---------- Text provided

R Analysis 4: Naive Bayes and Amazon Alexa

Advertisements

Hello everybody,

It’s Michael, and today’s post will be an R analysis (my fourth one overall). I’ll be going back to R lessons now, but for those who want more Java content, don’t worry, it will be back soon.

First of all, let’s upload and understand our data. Here is the file-amazon_alexa.

Screen Shot 2019-05-04 at 12.46.49 PM

This dataset contains reviews for various Amazon Alexa products (such as the Echo Sub and Echo Dot) along with information about those reviews (such as star rating). Here’s a variable-by-variable breakdown of the data:

  • rating-the star rating the user gave the product, with 1 being the worst and 5 being the best
  • date-the date the review was posted; all of the reviews are from June or July 2018
  • variation-the exact product that is being reviewed, of which there are 16
  • verified_reviews-what the actual review said
  • feedback-whether the review was positive or negative-0 denotes negative reviews and 1 denotes positive reviews

In total, there are 3,150 reviews along with five aspects of information about the reviews (such as star rating, date posted, etc.)

Next, let’s convert feedback into a factored create a missmap in order to see if we have any missing observations (remember to install the Amelia package):

According to the diagram, there are no missing observations, which is always a good thing.

Now here’s a table using the feedback variable that shows us how many positive (1) and negative (0) reviews are in the dataset:

According to the table, of the 3150 reviews, only 257 are negative, while 2893 are positive. I’m guessing this is because Amazon’s various Alexa products are widely praised (though there are always going to be people who weren’t impressed with the products).

Let’s create some word-clouds next in order to analyze which words are common amongst positive and negative reviews. We’ll create two word-clouds, one for the positive reviews (feedback == 1) and another for the negative reviews (feedback == 0). Remember to install the wordcloud package:

  • Before creating the word-clouds, remember to subset the data. In this case, create subsets for positive (feedback == 1) and negative (feedback == 0) reviews.

Here are the wordclouds for both the positive and negative reviews:

Some of the words that are common amongst both the positive and negative reviews include echo, Alexa, and work. This is likely because customers usually mention the name of the product in the review (most of which contain either Alexa or echo) in both positive and negative reviews. Customers’ reviews, whether positive or negative, are also likely to use the word work because customers usually mention whether or not their product worked (and if it did, how well it worked).

--------------------

## Directions
Rewrite the Alexa review analysis from the words "Next, let’s convert" through the words "with the products).", changing "diagram" to "chart".

---------- Listed entries

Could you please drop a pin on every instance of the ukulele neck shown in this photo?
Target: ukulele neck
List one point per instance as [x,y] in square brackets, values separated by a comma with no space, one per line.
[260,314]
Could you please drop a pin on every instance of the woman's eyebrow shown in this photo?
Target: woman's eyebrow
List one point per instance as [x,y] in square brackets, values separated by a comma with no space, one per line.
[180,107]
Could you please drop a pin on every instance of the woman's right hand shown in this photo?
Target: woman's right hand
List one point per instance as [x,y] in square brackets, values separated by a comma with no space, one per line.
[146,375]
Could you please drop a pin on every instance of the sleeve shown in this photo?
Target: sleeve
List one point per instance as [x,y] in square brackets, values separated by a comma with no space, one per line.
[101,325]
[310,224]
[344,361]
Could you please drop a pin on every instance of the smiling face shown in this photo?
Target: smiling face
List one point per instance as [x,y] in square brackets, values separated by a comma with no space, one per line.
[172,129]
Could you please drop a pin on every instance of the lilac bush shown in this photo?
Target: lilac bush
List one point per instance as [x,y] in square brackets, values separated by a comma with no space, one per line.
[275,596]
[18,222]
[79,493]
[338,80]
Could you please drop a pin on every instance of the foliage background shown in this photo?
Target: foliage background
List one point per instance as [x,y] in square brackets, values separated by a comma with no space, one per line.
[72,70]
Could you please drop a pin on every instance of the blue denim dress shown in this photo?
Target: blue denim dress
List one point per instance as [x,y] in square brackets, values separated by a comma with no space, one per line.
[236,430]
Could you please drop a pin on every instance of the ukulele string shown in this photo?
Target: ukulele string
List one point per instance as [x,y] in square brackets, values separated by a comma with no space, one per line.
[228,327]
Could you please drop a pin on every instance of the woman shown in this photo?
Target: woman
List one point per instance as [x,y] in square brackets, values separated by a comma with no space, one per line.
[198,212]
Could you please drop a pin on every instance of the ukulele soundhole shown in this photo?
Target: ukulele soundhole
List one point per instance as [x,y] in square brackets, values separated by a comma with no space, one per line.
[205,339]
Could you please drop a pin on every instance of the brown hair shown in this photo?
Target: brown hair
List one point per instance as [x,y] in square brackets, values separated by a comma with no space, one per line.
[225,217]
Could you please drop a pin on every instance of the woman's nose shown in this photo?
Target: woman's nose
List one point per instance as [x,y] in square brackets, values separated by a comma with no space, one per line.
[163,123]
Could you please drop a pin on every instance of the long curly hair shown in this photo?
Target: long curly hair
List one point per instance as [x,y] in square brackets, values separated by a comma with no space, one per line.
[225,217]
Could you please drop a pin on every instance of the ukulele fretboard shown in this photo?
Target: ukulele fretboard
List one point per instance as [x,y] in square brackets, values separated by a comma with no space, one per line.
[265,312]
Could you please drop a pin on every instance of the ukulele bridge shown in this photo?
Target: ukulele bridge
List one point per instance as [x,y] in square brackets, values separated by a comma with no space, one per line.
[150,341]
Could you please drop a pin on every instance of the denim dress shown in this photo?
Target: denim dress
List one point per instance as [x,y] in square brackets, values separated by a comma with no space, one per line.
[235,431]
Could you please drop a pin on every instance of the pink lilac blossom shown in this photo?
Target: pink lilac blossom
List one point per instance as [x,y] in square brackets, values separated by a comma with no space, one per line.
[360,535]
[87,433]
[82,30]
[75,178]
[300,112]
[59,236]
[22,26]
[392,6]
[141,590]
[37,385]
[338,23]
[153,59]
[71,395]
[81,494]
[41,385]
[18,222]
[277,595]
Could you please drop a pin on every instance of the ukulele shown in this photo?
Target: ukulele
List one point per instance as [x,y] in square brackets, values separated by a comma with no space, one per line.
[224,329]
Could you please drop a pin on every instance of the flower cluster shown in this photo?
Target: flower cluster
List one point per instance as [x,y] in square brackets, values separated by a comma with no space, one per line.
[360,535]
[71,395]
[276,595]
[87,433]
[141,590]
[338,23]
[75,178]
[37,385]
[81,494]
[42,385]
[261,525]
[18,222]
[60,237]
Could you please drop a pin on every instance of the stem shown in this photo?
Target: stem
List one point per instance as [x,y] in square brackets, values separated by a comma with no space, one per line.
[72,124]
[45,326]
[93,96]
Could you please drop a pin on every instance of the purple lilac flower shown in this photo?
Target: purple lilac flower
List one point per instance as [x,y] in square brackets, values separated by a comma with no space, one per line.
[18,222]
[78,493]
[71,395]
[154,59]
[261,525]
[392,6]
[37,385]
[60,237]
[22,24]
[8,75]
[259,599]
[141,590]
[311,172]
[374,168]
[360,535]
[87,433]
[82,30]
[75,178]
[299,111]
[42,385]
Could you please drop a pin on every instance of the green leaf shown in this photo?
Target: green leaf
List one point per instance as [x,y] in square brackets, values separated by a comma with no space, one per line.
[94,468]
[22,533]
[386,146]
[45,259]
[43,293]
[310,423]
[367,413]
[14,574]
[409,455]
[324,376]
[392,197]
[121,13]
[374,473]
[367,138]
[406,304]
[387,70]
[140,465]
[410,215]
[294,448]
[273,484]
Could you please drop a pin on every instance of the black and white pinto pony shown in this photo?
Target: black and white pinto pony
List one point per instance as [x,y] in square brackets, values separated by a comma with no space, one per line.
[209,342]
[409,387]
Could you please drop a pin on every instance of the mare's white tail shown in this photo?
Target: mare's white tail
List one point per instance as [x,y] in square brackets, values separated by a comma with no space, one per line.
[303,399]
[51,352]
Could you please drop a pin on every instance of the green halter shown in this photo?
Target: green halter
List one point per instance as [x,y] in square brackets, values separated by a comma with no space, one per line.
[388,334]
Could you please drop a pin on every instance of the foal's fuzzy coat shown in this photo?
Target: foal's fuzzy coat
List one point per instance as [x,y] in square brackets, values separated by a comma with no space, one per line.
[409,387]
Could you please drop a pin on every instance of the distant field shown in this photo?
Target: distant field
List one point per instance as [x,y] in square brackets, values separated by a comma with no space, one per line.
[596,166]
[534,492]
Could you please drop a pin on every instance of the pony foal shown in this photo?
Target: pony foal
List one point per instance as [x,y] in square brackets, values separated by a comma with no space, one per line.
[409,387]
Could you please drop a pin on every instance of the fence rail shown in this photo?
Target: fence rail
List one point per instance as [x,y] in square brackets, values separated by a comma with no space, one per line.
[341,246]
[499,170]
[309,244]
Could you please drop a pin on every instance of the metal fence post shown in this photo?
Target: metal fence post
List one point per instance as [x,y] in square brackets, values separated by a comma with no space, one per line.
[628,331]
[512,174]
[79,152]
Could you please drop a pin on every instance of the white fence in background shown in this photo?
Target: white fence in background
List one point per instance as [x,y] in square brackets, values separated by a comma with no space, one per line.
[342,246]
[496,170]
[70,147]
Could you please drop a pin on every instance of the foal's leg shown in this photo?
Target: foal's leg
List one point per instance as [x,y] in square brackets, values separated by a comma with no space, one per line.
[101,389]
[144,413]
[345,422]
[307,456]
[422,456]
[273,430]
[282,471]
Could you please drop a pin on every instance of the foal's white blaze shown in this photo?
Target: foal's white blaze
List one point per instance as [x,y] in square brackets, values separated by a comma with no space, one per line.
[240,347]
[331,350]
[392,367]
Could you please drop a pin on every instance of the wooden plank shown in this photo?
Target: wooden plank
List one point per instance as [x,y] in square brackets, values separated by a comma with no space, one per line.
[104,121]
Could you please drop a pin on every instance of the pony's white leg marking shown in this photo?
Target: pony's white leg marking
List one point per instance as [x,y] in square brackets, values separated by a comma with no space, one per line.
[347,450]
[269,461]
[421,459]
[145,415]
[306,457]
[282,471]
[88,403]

--------------------

## Exercise output
Next, let’s convert feedback into a factored create a missmap in order to see if we have any missing observations (remember to install the Amelia package):

According to the chart, there are no missing observations, which is always a good thing.

Now here’s a table using the feedback variable that shows us how many positive (1) and negative (0) reviews are in the dataset:

According to the table, of the 3150 reviews, only 257 are negative, while 2893 are positive. I’m guessing this is because Amazon’s various Alexa products are widely praised (though there are always going to be people who weren’t impressed with the products).